REQUIRED ACTION: For this exercise, copy out each line of the material below that includes "balcony".

MATERIAL FOR THIS EXERCISE:
*** Block opens ***

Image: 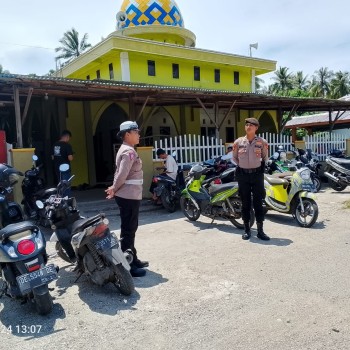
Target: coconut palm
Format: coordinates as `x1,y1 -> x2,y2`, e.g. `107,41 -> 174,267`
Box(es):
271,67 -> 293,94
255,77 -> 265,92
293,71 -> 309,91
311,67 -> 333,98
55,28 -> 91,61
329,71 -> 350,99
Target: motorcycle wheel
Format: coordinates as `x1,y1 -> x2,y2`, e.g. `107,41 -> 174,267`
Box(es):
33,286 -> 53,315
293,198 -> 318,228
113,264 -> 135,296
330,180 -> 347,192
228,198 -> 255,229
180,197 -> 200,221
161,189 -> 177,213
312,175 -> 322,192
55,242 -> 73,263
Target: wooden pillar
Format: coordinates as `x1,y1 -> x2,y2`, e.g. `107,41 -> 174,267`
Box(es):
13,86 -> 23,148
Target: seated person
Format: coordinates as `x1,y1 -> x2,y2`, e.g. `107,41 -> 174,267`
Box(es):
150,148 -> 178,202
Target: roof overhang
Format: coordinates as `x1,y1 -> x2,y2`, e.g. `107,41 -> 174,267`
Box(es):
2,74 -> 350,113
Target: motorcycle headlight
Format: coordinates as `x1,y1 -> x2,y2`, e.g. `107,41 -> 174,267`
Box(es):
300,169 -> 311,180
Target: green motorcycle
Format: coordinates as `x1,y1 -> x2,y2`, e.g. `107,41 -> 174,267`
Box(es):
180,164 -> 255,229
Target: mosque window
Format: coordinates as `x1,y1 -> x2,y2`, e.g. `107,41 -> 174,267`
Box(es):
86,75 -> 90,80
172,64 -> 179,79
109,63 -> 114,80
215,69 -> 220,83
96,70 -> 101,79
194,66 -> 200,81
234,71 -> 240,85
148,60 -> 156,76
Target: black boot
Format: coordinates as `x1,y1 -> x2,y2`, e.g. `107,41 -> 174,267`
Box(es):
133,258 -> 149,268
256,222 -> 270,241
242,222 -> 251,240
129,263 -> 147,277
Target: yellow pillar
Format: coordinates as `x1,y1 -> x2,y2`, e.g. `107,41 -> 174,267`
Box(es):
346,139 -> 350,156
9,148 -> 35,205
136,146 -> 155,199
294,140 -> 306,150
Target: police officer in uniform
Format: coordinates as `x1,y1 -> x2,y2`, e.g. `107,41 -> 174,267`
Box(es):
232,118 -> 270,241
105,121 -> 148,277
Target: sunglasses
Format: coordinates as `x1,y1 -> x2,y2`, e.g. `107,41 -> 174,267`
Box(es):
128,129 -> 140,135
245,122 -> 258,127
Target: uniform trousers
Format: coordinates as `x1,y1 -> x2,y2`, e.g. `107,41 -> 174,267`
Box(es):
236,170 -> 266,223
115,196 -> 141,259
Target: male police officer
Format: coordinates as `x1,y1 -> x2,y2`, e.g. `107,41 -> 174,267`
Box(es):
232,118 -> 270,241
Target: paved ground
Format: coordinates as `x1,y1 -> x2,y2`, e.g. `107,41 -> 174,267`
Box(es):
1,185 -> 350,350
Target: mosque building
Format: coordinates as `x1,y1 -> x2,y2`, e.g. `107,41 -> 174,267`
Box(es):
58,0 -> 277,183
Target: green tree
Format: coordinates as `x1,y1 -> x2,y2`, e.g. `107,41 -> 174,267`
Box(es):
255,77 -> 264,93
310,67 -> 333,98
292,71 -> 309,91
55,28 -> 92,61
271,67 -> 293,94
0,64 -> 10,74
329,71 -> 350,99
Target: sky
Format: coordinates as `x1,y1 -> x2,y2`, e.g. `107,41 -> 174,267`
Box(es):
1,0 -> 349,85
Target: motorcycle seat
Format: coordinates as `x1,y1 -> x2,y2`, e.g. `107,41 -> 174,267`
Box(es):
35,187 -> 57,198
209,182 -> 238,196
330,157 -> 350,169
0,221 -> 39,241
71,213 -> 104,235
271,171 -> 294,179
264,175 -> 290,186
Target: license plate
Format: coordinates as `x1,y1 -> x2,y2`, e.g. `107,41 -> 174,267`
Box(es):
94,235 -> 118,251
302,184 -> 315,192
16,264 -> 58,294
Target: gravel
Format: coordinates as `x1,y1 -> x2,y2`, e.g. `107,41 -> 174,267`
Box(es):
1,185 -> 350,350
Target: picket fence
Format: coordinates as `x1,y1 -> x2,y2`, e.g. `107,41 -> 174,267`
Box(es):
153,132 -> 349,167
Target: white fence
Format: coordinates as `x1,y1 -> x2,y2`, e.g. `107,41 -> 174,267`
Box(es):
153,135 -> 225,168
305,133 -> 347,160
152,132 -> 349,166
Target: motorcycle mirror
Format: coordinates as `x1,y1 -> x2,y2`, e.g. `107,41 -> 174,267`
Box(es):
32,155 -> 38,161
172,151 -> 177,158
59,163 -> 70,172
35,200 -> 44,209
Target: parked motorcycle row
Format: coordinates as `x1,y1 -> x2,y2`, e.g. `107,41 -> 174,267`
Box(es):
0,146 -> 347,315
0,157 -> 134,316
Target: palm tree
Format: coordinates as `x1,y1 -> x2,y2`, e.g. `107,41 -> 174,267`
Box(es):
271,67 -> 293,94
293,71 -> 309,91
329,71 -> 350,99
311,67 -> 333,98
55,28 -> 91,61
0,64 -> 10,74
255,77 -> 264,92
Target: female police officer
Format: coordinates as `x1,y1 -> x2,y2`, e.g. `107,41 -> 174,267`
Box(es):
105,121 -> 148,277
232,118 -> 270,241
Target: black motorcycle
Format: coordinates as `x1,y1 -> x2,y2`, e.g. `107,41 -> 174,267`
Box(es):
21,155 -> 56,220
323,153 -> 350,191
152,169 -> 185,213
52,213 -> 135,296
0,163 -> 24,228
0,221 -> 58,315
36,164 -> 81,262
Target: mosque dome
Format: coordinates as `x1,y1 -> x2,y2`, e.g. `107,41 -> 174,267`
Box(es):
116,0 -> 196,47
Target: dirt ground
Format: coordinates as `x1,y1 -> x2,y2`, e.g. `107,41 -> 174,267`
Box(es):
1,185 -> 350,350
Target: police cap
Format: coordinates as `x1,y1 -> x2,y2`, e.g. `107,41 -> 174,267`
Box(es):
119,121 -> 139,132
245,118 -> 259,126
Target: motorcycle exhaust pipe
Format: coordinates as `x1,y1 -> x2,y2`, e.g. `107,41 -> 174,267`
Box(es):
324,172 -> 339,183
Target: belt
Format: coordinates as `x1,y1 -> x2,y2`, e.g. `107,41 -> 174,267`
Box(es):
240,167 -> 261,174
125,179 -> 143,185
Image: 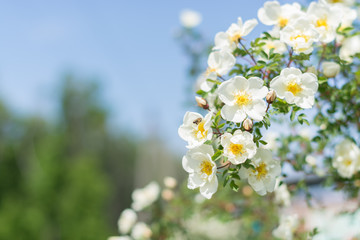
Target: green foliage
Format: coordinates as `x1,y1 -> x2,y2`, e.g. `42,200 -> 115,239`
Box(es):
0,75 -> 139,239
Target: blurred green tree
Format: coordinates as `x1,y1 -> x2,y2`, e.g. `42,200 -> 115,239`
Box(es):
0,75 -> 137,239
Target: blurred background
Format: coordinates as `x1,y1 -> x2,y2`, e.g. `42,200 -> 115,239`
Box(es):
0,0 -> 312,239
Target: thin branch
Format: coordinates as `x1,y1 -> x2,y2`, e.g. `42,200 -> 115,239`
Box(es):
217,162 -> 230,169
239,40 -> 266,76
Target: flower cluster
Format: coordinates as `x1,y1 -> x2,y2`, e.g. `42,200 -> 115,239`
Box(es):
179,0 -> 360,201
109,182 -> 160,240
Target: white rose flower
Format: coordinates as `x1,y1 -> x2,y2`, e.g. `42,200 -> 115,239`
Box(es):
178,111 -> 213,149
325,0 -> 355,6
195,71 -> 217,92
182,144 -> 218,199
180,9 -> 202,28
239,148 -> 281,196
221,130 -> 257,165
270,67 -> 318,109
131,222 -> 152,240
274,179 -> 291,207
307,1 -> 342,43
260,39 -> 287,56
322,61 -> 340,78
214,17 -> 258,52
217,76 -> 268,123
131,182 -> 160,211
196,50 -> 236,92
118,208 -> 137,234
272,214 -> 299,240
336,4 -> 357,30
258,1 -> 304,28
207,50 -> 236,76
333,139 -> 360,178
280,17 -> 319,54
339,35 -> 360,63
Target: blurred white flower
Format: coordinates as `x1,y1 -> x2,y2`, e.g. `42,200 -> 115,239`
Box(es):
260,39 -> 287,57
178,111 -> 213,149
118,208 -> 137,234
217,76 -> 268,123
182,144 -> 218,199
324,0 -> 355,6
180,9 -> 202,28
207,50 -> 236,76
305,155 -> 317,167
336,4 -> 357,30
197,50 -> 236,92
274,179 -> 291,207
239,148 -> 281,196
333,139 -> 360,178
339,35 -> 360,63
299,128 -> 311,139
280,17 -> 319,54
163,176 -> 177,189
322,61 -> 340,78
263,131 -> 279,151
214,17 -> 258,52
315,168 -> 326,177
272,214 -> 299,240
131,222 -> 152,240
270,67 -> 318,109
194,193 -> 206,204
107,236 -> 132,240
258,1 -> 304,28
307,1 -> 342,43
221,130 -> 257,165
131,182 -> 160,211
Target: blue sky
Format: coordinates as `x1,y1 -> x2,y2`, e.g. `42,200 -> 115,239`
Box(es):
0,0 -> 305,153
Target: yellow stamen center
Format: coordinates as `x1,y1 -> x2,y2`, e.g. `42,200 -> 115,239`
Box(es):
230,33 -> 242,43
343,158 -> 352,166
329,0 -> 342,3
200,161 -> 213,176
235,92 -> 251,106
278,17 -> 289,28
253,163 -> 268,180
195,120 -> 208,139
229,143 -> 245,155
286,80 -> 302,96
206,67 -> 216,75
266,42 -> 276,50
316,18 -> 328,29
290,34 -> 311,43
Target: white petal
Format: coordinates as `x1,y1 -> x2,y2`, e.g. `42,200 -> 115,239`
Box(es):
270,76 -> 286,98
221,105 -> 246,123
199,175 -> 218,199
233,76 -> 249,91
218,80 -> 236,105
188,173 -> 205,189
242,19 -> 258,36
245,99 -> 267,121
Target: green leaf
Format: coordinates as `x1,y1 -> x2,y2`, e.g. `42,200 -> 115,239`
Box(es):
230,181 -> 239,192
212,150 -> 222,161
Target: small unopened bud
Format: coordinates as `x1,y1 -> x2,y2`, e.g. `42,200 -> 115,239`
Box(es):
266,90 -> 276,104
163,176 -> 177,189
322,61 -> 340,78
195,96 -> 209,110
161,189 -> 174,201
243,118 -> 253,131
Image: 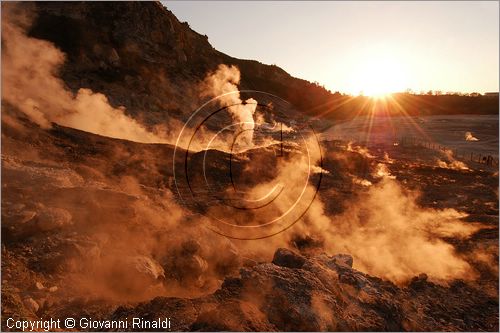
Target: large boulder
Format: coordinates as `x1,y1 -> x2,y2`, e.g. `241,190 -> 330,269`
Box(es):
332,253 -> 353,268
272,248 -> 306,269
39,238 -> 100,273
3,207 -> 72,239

*** Block closes ***
*** Block opens ***

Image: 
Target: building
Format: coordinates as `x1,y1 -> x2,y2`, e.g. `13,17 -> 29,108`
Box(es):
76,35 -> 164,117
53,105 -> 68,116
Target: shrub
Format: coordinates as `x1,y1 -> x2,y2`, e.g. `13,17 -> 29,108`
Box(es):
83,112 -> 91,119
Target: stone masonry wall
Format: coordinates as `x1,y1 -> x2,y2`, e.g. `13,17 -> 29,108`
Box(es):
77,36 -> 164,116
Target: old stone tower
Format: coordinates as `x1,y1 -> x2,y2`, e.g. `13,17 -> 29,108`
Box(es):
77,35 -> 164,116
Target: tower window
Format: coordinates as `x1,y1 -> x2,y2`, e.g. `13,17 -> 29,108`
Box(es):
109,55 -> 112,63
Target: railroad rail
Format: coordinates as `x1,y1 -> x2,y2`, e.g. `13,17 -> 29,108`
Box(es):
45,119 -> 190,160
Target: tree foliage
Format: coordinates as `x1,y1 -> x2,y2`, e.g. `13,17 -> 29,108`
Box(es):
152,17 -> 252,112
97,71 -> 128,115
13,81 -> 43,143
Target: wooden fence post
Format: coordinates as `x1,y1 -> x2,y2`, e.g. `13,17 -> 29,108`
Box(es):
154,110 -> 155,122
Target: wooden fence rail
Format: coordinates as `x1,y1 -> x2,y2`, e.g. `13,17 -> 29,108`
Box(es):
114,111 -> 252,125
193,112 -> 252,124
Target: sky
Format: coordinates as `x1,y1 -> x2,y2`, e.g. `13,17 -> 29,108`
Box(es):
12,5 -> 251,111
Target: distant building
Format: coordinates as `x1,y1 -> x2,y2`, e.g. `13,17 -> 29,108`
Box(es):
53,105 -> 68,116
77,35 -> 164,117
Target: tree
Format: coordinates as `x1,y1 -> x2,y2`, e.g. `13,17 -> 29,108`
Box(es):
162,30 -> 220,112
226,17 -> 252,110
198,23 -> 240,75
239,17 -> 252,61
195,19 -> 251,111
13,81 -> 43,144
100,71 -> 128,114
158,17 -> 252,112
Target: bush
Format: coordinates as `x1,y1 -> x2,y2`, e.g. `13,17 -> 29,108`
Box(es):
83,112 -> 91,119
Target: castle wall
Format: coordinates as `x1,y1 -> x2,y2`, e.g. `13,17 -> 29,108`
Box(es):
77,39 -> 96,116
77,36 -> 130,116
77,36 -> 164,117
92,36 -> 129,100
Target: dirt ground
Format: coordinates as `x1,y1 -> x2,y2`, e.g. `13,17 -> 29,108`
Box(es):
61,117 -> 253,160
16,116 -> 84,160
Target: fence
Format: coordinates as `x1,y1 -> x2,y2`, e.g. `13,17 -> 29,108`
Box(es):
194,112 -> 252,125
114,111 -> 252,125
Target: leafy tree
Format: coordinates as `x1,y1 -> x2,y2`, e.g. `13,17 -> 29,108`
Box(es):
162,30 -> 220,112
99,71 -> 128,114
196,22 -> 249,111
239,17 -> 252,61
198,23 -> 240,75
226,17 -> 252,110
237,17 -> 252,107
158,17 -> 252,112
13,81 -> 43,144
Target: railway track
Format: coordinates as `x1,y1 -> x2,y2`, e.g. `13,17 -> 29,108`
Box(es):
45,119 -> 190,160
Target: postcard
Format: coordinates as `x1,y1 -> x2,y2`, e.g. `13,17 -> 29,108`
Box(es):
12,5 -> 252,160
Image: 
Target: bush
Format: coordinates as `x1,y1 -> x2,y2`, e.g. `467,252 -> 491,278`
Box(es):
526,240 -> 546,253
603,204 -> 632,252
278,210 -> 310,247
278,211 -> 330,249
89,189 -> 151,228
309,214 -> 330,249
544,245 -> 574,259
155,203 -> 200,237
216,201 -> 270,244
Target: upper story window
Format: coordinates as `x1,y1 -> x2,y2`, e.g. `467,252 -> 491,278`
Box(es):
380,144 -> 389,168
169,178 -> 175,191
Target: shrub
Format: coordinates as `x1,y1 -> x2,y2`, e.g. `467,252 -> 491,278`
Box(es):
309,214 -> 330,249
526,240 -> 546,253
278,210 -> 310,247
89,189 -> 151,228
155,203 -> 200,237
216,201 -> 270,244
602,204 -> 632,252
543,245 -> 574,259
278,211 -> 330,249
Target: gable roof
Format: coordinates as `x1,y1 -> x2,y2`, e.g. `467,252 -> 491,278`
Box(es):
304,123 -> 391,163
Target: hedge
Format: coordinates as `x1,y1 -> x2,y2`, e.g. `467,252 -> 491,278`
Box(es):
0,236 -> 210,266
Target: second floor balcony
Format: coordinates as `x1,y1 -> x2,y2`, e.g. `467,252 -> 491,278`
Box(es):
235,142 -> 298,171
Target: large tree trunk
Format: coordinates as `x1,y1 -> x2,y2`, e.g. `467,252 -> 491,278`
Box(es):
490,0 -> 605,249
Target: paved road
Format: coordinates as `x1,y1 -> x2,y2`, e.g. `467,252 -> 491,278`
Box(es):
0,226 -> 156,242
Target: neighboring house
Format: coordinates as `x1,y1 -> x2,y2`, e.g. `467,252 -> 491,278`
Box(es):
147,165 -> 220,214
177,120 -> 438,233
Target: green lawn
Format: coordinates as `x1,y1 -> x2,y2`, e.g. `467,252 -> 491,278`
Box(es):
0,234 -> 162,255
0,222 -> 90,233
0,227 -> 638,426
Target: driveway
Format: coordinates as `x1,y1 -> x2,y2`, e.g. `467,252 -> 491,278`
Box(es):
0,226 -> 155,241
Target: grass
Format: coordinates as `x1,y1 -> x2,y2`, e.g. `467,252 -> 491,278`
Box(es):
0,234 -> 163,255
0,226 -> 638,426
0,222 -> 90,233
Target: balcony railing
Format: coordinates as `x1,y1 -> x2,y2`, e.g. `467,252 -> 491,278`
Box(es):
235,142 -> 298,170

*** Block closes ***

TASK RESULT:
Target: second floor balcony
Target: balcony railing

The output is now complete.